- **Given information**
########################################
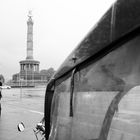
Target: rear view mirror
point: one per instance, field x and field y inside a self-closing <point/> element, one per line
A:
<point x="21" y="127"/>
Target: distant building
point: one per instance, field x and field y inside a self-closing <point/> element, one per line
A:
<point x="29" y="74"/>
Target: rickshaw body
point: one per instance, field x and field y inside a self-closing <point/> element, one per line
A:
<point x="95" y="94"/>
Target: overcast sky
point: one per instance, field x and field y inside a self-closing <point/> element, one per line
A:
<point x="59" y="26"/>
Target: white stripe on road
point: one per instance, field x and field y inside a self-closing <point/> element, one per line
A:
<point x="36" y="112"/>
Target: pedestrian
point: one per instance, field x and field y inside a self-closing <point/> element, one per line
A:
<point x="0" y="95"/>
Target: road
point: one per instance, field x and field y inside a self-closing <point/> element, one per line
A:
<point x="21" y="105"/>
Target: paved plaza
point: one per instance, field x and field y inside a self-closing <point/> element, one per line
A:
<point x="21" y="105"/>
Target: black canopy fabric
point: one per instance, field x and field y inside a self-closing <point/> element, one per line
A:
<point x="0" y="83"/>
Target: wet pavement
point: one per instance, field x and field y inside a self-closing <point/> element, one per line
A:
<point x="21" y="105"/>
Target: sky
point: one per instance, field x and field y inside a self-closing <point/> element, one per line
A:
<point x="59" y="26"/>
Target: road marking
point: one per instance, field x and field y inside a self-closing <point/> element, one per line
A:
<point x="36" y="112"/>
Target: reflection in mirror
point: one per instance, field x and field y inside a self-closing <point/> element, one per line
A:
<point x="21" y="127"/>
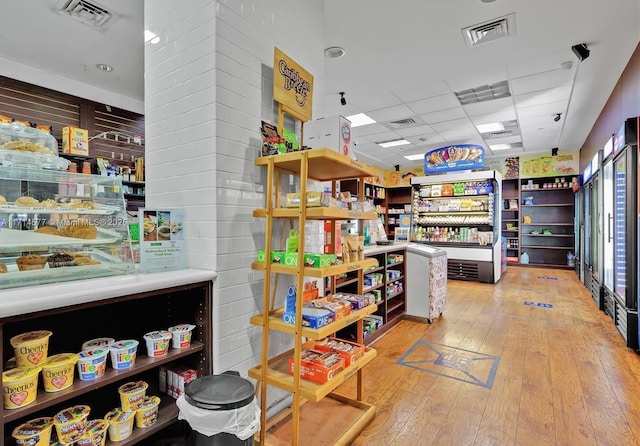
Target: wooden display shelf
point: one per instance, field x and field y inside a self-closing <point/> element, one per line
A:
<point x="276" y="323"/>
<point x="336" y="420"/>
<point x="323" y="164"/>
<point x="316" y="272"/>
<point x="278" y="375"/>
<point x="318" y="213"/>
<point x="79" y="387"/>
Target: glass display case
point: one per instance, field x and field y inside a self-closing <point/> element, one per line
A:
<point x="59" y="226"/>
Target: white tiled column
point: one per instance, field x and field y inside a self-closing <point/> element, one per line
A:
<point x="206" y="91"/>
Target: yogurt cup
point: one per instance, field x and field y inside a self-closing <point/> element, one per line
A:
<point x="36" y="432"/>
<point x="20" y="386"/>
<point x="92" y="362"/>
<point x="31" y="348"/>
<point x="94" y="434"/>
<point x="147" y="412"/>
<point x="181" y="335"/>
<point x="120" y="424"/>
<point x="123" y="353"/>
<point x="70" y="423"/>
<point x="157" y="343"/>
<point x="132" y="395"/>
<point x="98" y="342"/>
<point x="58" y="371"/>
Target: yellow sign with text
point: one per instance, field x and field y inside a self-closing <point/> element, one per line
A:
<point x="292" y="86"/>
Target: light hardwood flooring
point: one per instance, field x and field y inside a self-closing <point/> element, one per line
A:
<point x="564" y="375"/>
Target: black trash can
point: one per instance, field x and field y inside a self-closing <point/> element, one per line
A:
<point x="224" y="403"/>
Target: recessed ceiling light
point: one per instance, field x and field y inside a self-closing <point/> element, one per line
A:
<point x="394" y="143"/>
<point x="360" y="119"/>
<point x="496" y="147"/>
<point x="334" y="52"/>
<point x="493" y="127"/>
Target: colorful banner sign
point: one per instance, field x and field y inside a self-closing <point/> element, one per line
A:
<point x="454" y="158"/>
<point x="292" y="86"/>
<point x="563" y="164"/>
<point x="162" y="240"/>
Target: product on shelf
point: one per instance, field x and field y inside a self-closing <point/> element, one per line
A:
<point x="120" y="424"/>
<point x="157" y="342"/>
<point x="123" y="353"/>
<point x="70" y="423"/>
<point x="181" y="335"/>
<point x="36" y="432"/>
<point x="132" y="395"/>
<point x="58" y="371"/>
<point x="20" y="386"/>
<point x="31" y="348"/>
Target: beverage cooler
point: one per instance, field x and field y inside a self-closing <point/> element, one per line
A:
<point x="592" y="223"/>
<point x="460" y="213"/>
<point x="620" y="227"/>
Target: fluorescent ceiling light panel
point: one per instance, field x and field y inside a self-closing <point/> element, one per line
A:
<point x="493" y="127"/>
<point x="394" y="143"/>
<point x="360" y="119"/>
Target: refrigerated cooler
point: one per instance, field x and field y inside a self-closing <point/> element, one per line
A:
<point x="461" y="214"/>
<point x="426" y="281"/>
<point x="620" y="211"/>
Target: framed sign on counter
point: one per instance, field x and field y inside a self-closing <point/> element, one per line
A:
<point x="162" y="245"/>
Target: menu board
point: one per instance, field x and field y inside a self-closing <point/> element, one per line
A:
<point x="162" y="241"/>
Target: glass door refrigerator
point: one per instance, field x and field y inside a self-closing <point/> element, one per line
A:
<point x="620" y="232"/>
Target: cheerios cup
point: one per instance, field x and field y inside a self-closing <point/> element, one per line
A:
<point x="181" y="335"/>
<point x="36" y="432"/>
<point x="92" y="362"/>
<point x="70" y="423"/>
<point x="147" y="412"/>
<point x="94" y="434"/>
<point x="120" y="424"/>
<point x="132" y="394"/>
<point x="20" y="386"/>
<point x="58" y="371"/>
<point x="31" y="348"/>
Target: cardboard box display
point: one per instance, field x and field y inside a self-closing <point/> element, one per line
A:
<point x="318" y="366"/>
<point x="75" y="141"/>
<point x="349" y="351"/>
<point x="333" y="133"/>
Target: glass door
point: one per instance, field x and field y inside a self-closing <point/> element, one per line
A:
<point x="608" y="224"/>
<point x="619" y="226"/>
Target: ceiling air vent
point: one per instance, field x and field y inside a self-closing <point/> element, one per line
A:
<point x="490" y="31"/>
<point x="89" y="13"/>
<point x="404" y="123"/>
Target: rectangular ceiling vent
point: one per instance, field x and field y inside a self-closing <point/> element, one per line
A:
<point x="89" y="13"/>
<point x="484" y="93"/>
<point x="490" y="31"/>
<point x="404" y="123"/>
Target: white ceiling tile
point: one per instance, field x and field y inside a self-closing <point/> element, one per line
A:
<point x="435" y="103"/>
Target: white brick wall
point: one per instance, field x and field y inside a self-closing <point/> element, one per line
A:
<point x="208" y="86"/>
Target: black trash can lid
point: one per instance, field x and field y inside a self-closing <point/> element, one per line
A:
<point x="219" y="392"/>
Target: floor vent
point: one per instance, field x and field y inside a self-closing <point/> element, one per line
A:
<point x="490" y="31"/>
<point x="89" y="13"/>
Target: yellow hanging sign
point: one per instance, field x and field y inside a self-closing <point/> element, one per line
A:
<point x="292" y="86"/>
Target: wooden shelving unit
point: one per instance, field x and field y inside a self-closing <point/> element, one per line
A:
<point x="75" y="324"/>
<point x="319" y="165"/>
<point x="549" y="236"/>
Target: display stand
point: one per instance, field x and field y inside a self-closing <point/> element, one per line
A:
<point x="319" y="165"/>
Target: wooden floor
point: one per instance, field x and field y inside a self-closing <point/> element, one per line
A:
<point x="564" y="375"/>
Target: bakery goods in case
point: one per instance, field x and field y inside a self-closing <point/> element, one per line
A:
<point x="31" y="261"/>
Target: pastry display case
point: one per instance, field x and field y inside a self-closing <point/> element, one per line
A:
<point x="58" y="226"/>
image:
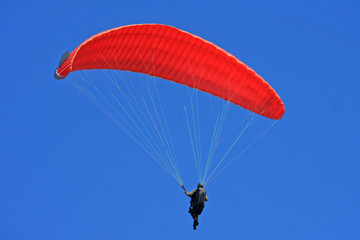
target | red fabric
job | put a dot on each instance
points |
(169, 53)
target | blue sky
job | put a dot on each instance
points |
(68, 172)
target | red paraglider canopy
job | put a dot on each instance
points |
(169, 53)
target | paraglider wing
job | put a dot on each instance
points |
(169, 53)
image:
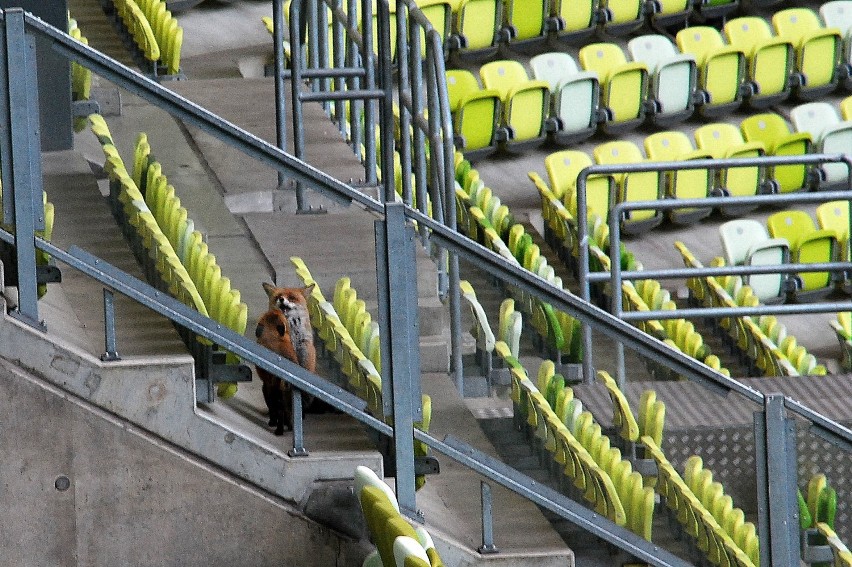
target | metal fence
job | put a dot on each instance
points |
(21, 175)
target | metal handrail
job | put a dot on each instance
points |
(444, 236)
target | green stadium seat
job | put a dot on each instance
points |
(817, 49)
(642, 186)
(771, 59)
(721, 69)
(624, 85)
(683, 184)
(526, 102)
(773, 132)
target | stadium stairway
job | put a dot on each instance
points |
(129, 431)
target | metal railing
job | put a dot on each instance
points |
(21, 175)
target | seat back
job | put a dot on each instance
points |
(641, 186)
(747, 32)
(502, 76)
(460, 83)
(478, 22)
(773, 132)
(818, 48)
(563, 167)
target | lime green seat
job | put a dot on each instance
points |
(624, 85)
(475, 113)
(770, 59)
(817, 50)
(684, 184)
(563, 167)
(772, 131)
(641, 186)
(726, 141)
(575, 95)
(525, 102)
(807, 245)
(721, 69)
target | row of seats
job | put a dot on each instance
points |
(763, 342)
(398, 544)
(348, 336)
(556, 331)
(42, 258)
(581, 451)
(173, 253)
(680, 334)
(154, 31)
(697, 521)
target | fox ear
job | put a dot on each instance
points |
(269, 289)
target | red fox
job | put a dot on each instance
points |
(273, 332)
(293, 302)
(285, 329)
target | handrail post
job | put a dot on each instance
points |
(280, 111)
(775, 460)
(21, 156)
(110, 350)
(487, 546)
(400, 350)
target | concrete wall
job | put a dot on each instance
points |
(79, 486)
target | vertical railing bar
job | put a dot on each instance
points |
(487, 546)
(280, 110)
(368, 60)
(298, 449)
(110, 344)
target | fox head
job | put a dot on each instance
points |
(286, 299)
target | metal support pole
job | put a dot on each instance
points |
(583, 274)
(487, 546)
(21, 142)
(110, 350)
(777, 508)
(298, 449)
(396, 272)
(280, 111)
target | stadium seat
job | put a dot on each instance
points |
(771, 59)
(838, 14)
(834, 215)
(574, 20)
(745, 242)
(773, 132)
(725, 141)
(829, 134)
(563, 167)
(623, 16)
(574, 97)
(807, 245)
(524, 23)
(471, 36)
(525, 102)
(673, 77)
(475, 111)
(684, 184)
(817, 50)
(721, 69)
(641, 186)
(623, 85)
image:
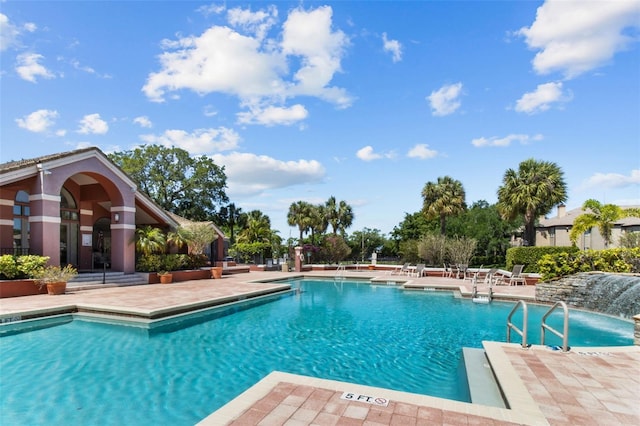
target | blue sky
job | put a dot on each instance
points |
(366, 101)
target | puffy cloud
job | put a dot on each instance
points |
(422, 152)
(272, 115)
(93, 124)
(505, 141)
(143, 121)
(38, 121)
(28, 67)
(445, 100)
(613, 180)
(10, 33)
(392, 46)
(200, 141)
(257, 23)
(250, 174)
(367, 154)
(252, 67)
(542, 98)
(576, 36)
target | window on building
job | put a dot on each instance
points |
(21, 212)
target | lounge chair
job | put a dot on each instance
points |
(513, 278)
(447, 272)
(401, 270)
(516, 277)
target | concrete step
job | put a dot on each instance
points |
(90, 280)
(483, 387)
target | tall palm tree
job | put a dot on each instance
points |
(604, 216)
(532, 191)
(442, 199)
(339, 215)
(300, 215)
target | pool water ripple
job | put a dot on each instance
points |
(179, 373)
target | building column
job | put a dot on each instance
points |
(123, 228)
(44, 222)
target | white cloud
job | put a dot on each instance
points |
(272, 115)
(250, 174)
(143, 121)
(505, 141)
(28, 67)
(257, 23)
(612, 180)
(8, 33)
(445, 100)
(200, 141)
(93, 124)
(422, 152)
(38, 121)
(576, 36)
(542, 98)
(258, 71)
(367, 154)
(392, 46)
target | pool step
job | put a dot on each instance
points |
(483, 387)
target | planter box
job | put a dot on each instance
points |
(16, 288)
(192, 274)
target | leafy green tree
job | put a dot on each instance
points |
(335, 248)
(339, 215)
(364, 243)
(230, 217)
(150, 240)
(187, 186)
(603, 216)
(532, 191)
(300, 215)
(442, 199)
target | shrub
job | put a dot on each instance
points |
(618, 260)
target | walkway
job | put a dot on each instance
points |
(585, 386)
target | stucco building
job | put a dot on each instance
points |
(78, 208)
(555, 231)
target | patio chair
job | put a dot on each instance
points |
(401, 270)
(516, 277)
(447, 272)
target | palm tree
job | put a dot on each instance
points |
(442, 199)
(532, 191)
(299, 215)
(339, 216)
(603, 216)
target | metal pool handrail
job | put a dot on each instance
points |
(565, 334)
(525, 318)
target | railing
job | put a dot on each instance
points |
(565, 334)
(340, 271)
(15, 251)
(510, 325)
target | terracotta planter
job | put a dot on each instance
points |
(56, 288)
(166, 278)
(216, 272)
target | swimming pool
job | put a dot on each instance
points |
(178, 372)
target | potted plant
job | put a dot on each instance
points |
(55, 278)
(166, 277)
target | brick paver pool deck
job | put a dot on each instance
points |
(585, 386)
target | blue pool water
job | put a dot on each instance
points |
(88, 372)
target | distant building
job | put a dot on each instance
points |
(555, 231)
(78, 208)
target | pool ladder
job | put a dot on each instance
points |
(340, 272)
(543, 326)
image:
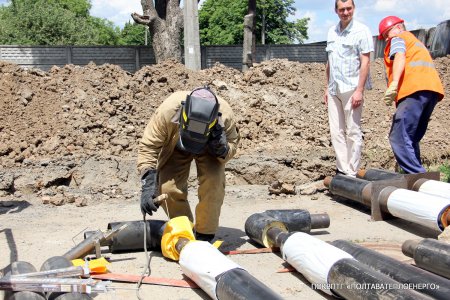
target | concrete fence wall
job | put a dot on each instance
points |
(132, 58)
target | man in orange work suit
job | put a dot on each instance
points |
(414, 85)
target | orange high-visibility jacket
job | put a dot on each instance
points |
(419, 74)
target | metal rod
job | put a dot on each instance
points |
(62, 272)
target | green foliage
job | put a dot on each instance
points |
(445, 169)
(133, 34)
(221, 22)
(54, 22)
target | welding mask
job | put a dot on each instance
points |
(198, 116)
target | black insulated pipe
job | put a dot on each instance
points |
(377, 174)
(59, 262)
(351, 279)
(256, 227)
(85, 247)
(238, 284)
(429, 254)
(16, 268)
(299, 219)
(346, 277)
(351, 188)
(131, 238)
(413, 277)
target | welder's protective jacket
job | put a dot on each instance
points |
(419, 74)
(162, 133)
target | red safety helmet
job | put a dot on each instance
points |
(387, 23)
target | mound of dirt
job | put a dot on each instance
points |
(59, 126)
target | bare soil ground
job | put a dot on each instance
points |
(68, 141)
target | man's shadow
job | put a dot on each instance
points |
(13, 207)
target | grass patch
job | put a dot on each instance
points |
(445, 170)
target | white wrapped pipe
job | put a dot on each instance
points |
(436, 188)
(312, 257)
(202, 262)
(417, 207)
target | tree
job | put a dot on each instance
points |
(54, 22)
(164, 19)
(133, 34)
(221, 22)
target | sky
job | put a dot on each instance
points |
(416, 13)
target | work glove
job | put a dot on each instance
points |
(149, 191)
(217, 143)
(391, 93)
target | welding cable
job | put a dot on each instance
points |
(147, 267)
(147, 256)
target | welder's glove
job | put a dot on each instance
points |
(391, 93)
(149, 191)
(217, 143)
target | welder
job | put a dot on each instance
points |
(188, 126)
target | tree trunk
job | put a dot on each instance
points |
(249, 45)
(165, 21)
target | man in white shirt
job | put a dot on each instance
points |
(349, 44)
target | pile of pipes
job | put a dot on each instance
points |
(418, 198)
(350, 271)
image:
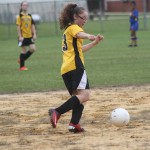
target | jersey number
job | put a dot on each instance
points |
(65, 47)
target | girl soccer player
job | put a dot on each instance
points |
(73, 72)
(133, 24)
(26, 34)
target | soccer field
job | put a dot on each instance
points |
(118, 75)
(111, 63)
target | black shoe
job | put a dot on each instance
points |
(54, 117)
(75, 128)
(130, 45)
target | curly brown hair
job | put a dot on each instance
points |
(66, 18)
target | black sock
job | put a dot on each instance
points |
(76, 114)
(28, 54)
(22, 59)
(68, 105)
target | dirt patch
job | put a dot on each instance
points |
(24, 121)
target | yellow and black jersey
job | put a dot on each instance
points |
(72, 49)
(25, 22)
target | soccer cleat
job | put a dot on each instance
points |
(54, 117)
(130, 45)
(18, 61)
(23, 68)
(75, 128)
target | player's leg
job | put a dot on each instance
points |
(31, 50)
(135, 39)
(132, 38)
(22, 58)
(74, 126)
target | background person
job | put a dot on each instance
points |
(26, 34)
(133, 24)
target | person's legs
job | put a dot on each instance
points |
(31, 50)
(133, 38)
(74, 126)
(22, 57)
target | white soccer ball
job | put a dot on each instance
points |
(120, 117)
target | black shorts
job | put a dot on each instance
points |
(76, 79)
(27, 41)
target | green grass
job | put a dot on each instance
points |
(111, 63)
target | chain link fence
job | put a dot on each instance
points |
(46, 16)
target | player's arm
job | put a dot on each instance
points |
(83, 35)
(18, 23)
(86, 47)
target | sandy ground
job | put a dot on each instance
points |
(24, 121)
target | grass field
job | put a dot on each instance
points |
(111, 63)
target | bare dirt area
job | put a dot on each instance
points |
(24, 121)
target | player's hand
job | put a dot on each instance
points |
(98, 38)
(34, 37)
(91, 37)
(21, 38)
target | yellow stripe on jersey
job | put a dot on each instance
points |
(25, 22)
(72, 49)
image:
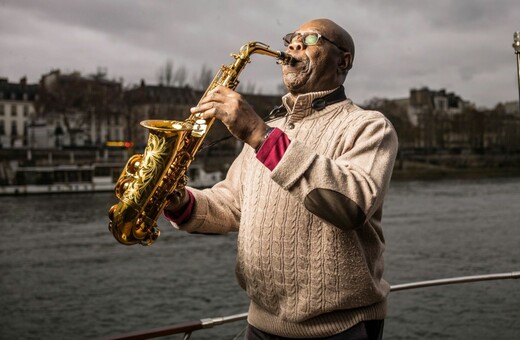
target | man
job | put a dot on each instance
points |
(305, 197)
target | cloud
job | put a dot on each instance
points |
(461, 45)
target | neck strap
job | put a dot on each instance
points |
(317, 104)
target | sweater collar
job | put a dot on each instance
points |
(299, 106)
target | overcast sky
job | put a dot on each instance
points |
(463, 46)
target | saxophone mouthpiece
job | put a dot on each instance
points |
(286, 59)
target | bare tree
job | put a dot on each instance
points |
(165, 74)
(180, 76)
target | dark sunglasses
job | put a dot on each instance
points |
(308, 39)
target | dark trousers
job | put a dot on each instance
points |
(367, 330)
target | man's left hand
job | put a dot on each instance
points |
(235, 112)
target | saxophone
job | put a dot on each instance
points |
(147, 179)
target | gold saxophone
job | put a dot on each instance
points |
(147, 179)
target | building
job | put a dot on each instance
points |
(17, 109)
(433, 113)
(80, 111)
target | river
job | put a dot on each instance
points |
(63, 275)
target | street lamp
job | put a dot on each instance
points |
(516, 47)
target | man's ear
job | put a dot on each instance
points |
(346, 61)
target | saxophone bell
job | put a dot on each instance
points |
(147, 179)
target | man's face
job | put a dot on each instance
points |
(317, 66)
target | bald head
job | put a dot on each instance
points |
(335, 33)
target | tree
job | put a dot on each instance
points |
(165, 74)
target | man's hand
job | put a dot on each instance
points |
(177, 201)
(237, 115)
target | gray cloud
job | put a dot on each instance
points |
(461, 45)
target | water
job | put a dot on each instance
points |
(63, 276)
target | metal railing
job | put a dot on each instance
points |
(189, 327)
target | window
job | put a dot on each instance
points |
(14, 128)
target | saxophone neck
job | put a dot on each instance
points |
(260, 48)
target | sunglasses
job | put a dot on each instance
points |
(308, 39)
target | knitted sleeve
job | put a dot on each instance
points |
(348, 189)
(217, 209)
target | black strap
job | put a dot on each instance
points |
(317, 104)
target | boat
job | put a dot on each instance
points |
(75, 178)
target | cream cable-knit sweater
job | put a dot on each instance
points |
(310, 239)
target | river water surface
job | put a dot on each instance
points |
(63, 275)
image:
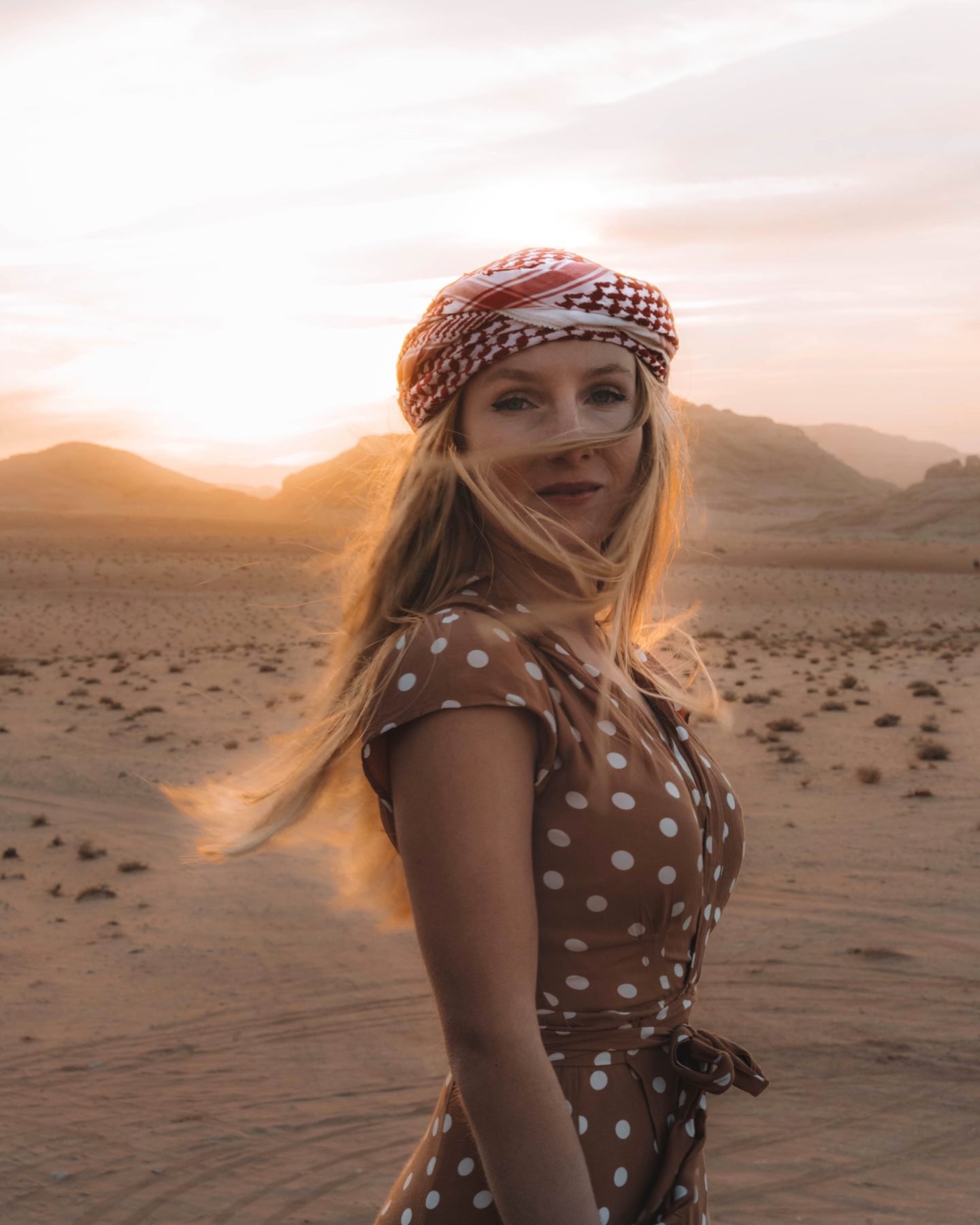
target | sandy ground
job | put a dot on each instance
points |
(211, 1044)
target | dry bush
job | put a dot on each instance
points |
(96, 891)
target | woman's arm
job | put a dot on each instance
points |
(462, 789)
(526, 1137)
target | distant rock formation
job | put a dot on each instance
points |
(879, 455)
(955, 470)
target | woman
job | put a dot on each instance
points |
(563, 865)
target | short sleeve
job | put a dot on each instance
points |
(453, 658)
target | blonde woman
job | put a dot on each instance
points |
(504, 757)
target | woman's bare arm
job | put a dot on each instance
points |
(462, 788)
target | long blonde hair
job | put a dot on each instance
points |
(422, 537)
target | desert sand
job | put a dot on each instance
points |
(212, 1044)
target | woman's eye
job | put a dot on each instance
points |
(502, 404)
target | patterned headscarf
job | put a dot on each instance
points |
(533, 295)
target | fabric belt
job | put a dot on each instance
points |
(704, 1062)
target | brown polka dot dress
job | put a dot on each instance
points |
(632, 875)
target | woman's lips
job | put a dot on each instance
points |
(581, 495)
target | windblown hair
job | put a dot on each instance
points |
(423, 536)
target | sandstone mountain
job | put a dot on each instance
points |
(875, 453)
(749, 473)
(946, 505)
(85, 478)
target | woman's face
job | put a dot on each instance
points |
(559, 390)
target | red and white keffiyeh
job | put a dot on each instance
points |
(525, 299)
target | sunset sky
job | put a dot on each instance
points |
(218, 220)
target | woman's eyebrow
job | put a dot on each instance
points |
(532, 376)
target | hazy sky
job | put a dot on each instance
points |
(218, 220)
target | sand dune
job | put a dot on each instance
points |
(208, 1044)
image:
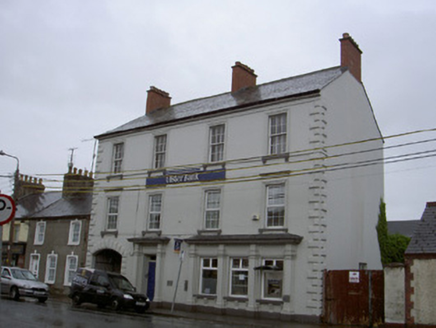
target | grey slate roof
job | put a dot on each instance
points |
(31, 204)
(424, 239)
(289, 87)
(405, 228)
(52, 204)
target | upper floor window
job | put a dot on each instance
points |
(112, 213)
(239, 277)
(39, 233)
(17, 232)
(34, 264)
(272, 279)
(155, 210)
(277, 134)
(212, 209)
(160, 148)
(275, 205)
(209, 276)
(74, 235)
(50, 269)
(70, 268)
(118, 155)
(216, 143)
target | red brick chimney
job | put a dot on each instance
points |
########################################
- **Problem to work on**
Find the word "player" in the data and copy out each line where it turns up.

- **Expected output**
target | girl soccer player
target | player's leg
target | player's arm
target | player's hand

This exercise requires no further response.